_THE TASK_. Return the data below word for word, with the pictures left out.

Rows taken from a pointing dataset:
┄┄┄┄┄┄
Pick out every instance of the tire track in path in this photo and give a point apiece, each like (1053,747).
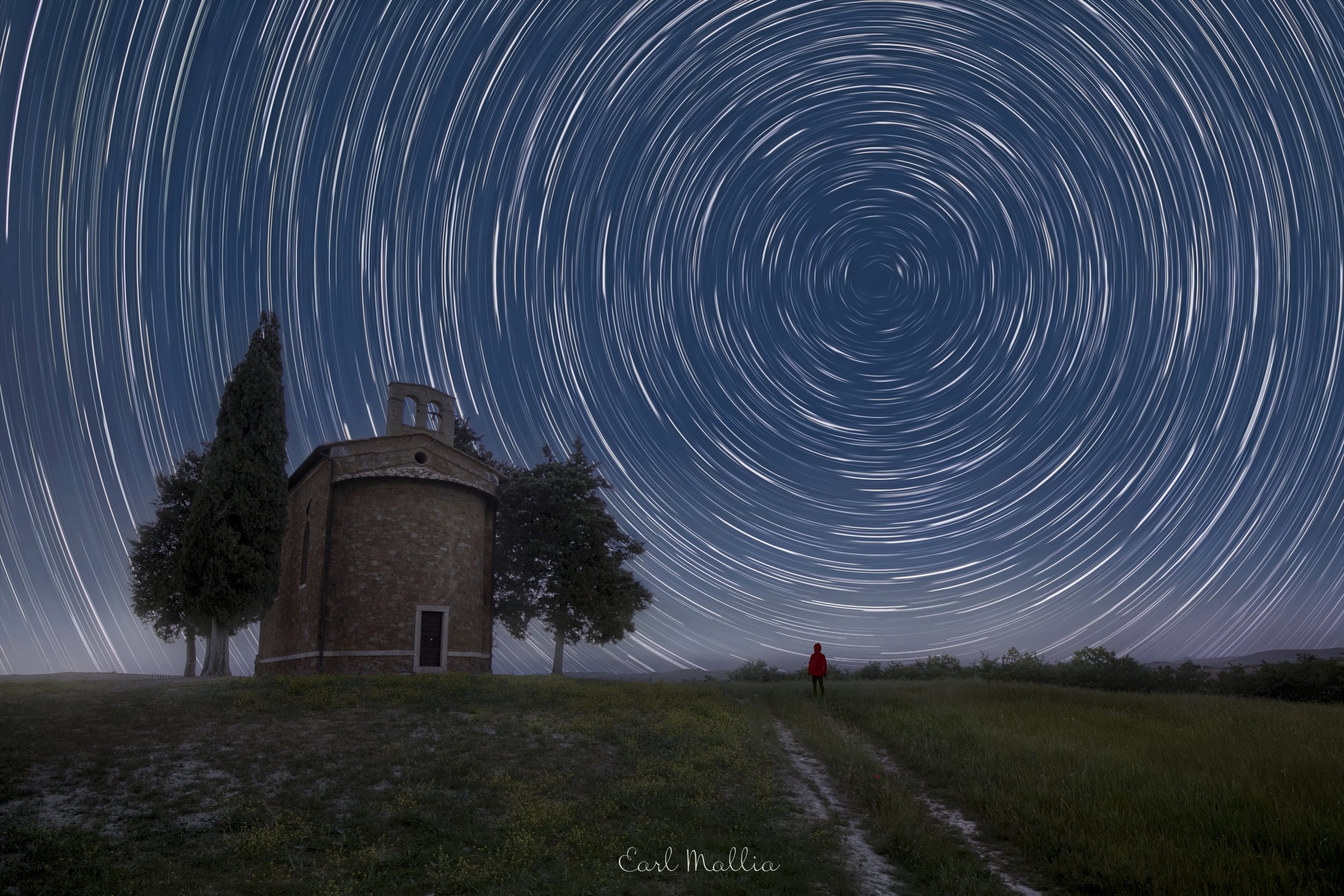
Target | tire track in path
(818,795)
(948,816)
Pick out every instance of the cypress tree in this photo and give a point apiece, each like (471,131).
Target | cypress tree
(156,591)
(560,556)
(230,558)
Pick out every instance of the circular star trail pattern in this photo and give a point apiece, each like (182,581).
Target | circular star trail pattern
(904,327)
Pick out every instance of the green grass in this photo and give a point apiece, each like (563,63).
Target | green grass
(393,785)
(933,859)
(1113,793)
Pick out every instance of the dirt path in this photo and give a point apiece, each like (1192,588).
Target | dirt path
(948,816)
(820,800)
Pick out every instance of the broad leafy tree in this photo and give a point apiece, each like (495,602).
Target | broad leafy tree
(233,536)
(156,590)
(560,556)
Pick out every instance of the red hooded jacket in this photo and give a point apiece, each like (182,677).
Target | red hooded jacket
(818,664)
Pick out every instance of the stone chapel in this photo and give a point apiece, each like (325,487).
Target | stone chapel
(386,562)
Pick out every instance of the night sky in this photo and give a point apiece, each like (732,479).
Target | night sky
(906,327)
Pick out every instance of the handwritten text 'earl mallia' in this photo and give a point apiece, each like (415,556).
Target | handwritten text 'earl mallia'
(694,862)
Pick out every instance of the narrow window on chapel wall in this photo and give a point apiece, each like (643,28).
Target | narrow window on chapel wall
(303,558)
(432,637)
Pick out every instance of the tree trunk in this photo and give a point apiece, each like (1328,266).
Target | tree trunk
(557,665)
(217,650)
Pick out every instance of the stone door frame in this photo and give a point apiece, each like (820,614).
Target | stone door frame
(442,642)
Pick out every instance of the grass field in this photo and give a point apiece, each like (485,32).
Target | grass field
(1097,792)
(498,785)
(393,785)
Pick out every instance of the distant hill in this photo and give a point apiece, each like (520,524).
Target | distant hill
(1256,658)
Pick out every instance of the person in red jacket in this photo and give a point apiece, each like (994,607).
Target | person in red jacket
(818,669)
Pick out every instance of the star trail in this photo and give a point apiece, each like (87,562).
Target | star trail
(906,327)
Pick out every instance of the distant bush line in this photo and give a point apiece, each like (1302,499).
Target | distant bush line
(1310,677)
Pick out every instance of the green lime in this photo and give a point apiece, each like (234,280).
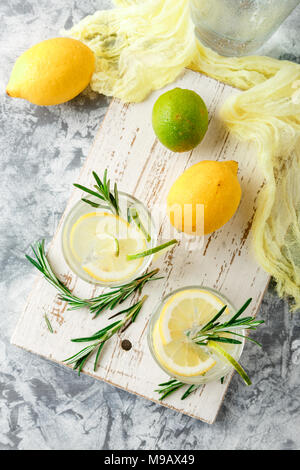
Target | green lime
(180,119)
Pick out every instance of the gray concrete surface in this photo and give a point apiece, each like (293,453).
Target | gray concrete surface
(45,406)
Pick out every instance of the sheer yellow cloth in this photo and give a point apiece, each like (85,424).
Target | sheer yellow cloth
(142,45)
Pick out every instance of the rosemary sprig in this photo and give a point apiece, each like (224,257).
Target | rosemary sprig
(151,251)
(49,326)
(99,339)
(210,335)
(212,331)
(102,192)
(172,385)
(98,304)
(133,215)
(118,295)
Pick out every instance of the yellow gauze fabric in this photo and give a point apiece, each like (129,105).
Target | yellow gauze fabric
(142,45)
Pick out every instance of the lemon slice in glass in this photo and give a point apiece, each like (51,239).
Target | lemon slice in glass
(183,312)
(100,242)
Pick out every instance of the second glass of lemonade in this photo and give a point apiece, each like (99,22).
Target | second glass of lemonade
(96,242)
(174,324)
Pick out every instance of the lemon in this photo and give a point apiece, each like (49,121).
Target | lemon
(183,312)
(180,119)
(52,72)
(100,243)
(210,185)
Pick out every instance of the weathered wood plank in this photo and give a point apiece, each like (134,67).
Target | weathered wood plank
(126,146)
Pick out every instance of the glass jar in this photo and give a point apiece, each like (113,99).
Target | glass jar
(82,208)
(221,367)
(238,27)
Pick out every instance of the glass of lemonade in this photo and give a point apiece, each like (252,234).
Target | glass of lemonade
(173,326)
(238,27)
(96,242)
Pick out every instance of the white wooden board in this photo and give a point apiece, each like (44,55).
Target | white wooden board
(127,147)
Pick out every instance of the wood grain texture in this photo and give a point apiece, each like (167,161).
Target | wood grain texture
┄┄┄┄┄┄
_RESPONSE TO THE EXERCISE_.
Pick out every instance of the tire track in path in this photo and give a point apiece, each like (1053,747).
Target | tire track in path
(818,795)
(948,816)
Pick out every instance of the cypress tree in this photo and give a point apiece, each like (471,131).
Target | cypress tree
(156,591)
(560,556)
(230,558)
Pick out every instance of the circular star trail pattern in this photo and give a point apiece, each like (182,581).
Target | circular star trail pattern
(904,327)
Pick out every instance of the green grass in this photo and give a point apiece, each like (563,63).
Target | green grass
(393,785)
(933,859)
(1113,793)
Pick out every instance of the dirt path in this photo and give a point apiece, each like (1192,588).
Target | dirt path
(948,816)
(820,800)
Pick out every instance of the broad leafy tree in this photo and give a point apiece, each like (495,602).
Target | broad leafy tree
(233,536)
(156,590)
(560,556)
Pick out every instance of the red hooded jacket in this photo and give a point apiece, each like (182,677).
Target | red hooded jacket
(818,664)
Pick out every instance of the stone chapel in this photo and give a point apiece, each like (325,487).
Target | stone chapel
(386,562)
Pick out every instance of the night sky in this photo and give a point apiece, each like (732,479).
Target | night sky
(906,327)
Pick out every instance of the handwritten text 'earl mallia' in this photo and give a point apiece, each like (415,556).
Target | handwritten text 'earl mallia'
(694,862)
Pick out every instance of the narrow window on chapel wall in this photo and give a point apiece, each like (643,28).
Target | narrow window on chapel wall
(303,558)
(432,637)
Pick out every instance of the tree trunk in this photo and give a point apiece, each like (1328,266).
Target | tree trunk
(557,665)
(217,650)
Pick out every instance of the stone door frame in this photo and give a point apiece, each like (820,614).
Target | stone door frame
(442,642)
Pick out every instance of the grass field in this photo and give a point apiece, each like (485,32).
Target | grass field
(1097,792)
(498,785)
(393,785)
Pick out every instance of the distant hill in this photo and give a point apiece, each like (520,524).
Target | distant hill
(1256,658)
Pick out every instance of the person in red jacket in this photo and give a point apiece, each like (994,607).
Target | person in red jacket
(818,669)
Pick out every instance of the star trail in this photo and give a point apiece, each like (87,562).
Target | star trail
(906,327)
Pick out every instance of the distant bush line in this photo and give a point apiece, each like (1302,499).
Target | distant bush line
(1310,677)
Pick out every instance of the green lime in this photo and give a point apiece, each like (234,280).
Target | green lime
(180,119)
Pick out every instance of the gray concrete surface in this photo and give a point apiece, each like (293,453).
Target | gray concrete surface
(45,406)
Pick out every instance of the sheer yellow cloth in this photo and give a point apiece, each like (85,424).
Target | sheer yellow cloth
(142,45)
Pick out every instance of the rosemary sprig in this photo and give a point apiece, each like (224,257).
Target | rosemary sprig
(151,251)
(49,326)
(99,339)
(210,335)
(212,331)
(102,192)
(172,385)
(98,304)
(133,215)
(118,295)
Pick out every instance of the yellow gauze fabric in this photo and give a point apiece, each like (129,105).
Target | yellow gauze fabric
(142,45)
Pick out every instance of the lemon slice in glass in this photo and give a point apiece, each like (51,239).
Target | lemon slice in glass
(183,312)
(100,242)
Pick out every instance of the second glass of lemonade in this photo and give a point apiece, each like (99,22).
Target | second glass of lemonade
(96,242)
(174,324)
Pick out every instance of the lemon in this photo and give a point apiece, each like (49,121).
Target | lemon
(183,312)
(180,119)
(52,72)
(100,243)
(210,185)
Pick out every instance of the weathered wood plank in this photo and give a point apiece, each like (134,67).
Target | weathered wood plank
(126,146)
Pick out every instance of the glass jar in this photo and give a point apiece, each like (113,99).
Target | glass jar
(82,208)
(221,367)
(238,27)
Pick out every instance of the glass of lemonade in this photo and give a point apiece, each like (252,234).
Target | glass of lemonade
(173,326)
(238,27)
(96,242)
Pick out every instance of the white wooden board in this photo and give a point apiece, each like (44,55).
Target | white wooden board
(127,147)
Pick out every instance of the wood grain texture in this photo and give a point apiece, each like (167,161).
Target | wood grain texture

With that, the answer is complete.